• _ASSIGNED TASK_
Transcribe every line of the material below without change, apart from dropping the pictures.

• _THE DATA_
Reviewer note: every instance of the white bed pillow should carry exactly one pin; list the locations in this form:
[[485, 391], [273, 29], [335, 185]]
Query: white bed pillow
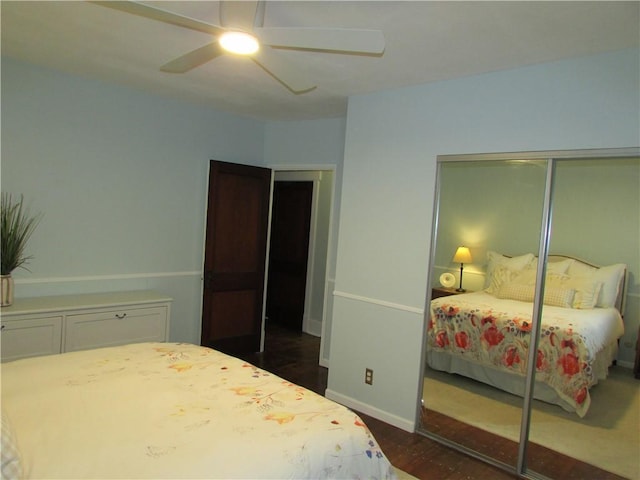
[[560, 267], [587, 291], [11, 463], [555, 296], [511, 264], [610, 276]]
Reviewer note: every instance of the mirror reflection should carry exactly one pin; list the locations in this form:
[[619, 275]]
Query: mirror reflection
[[586, 411], [488, 222], [596, 222]]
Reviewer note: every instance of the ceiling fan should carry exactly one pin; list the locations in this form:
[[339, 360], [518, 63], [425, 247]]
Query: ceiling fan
[[246, 19]]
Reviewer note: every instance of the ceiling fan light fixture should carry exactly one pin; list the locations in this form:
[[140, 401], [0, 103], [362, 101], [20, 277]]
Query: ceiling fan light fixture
[[240, 43]]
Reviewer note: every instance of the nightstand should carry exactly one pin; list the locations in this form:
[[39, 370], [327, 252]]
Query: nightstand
[[437, 292]]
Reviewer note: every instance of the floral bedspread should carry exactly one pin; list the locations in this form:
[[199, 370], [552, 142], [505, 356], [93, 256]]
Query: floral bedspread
[[158, 410], [497, 335]]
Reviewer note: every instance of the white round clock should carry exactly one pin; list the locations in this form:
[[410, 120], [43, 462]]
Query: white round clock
[[447, 280]]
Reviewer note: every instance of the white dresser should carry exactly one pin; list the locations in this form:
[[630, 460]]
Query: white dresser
[[46, 325]]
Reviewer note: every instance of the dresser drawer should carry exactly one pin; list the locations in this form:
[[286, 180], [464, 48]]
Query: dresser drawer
[[115, 327], [31, 337]]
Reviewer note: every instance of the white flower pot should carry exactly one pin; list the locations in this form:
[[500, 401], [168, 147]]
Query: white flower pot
[[6, 290]]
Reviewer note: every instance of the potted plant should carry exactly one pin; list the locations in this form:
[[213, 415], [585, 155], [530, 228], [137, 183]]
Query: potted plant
[[16, 226]]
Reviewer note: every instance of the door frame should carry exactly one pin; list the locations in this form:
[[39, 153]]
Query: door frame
[[328, 280], [327, 293]]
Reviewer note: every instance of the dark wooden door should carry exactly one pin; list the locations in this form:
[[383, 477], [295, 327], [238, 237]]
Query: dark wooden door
[[235, 254], [289, 252]]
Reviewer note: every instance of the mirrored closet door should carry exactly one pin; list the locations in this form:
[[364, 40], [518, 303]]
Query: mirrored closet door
[[515, 238]]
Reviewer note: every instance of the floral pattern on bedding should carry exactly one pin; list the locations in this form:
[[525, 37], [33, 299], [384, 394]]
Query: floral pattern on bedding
[[501, 340], [182, 411]]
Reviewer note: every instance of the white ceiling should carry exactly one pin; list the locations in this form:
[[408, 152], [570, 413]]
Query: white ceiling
[[426, 41]]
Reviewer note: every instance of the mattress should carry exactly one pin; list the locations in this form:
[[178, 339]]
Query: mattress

• _SOLUTION TO THE PROBLEM_
Reviewer note: every instance of the white bed pillow should carry exactly one pin; list the locations in this form:
[[485, 391], [273, 29], [335, 185]]
Query: white bed pillow
[[560, 267], [587, 291], [11, 463], [555, 296], [511, 264], [610, 276]]
Reviewer note: every instance of the mirror reflection should carry exactly one pin; list the locations in this form:
[[619, 275]]
Query: mirror reflection
[[586, 411], [488, 222], [596, 222]]
Reviewer note: every instance of the ceiling fan should carry exactly one pin; list the locations in this form:
[[339, 360], [518, 63], [425, 247]]
Query: ceiling fan
[[246, 19]]
Reviewer note: every instance of the ceiling fan light fixture should carry exactly one pin; list the locations in this form:
[[140, 401], [0, 103], [362, 101], [20, 277]]
Query: ceiling fan light fixture
[[240, 43]]
Reviewer note: every instance of the nightstand should carry exactly one pin; list the locations in this form:
[[39, 370], [327, 252]]
Query: nightstand
[[437, 292]]
Reviewer note: every instance of the floral bedspread should carry exactly one pin; list the locations in this form:
[[199, 370], [552, 142], [505, 356], [93, 256]]
Query: floral bedspread
[[158, 410], [497, 335]]
Reviewer note: every instance of the white round clock should carry exactly one pin; list the locations in this form:
[[410, 120], [43, 462]]
Query: white round clock
[[447, 280]]
Reviewer note: every instance of the white dresser should carry exactly one pin; list the locations in this form:
[[630, 460]]
Query: white dresser
[[46, 325]]
Reviewer note: every instance of the dresser drawer should carry exactly one pin; list the locations in this form:
[[286, 180], [464, 48]]
Query: dresser drawer
[[115, 327], [31, 337]]
Reviewer note: every instance of the white flower pot should carry exactly one pin; list the locations in this form:
[[500, 401], [168, 147]]
Query: white flower pot
[[6, 290]]
Reviewer note: every instance of the potted plant should carry exactly one pin; list the locations in this form:
[[213, 415], [585, 155], [530, 228], [137, 183]]
Query: potted plant
[[16, 226]]
Reviewer note: every instance of the door frame should carry exactly one pin; list the locations in this form:
[[39, 153]]
Query: door frame
[[328, 280], [327, 293]]
Reviewer note: every instance of the dark wooden door should carry exactly one pin; list the locations in this form:
[[383, 477], [295, 327], [238, 237]]
Query: dark wooden door
[[235, 254], [289, 252]]
Reviewer note: every instance of the mirrored closet door should carry exactly one pin; list the locations in this form:
[[364, 40], [518, 303]]
Query: mirrored closet door
[[515, 238]]
Reviewer note: every instance of the floral pattern on bedding should carry exactly one pin; list the locations in this form:
[[525, 37], [33, 299], [384, 394]]
Query: floral pattern on bedding
[[501, 340], [182, 411]]
Reviewer note: every instance of the white ceiling should carry exactly one pin; list the locations in this form:
[[408, 152], [570, 413]]
Query: white ceiling
[[426, 41]]
Reviewer note: every instance of the mattress should carry exactly one pin; list the locations in this form:
[[178, 339]]
Query: mattress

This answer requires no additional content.